__What the exercise asks__
Pick out the lines below with "Task" and list them.

__Data to examine__
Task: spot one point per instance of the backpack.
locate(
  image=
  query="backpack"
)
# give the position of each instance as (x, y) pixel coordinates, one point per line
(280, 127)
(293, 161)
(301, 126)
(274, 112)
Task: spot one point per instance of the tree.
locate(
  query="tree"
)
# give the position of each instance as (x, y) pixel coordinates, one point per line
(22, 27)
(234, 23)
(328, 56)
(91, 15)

__Expected answer__
Task: spot one point per instance of the backpack.
Task: spot one point per instance of the tree.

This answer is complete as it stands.